• **PROBLEM REQUIREMENTS**
Set down, word for word, the part of the Beelitz Heilstätten piece that starts at the words "Beelitz started life" and stops after "at the Somme.".

• **EXTRACT PROVIDED**
★ ★ ★

Sunday 31 May 2015

Beelitz Heilstätten: Nature's Revenge

Main Building Interior. Maddie Eckert, Beelitz Heilstätten 2015
Of all the abandoned buildings dotted around Berlin none receives quite as much attention, both digitally and in conversation, as Beelitz Heilstätten on the outskirts of Berlin. That is no doubt, because this old decrepit, falling down hospital appeals to that rather morbid side to us - here is a place where many people have died.

In fact, people were dying there for nearly 100 years from 1898 till 1994, when the hospital hosted its last patients. This rather morbid, yet understandable, fascination is also ignited further by the knowledge that Hitler and Hoenecker were once treated here - in 1916 and 1990 respectively. The ghosts of these past dictators haunt visitors with their long since silent footsteps through the leafy grounds of this once haven of healthcare.

Maddie Eckert, 2015, Beelitz Heistätten
However, travelling there on a sunny day in May as I did but last week, it was not a haunted horror house that I encountered, but in fact a place so brimming with life that it seems to be bursting out from every corner of the ruined buildings.

Beelitz started life as a sanatorium for those suffering from lung infections during a time when sooty air was about as good as it got in the city centre for many working class people. It was a military hospital during WW1, hosting patients including a rather insignificant corporal by the name of Adolf Hilter - recuperating from a bomb blast wound he sustained at the Somme.

★ ★ ★

• **SUPPLIED INFORMATION**
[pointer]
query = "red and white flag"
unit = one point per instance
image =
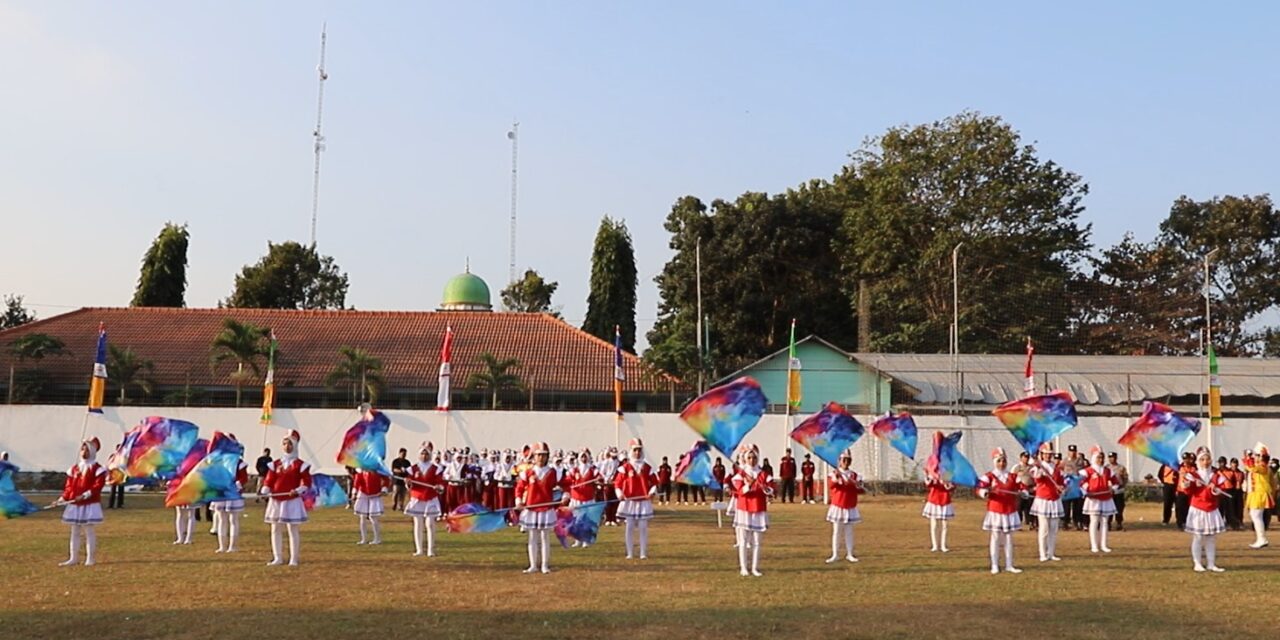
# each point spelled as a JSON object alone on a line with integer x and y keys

★ ★ ★

• **YOUR RESPONSE**
Beelitz started life as a sanatorium for those suffering from lung infections during a time when sooty air was about as good as it got in the city centre for many working class people. It was a military hospital during WW1, hosting patients including a rather insignificant corporal by the name of Adolf Hilter - recuperating from a bomb blast wound he sustained at the Somme.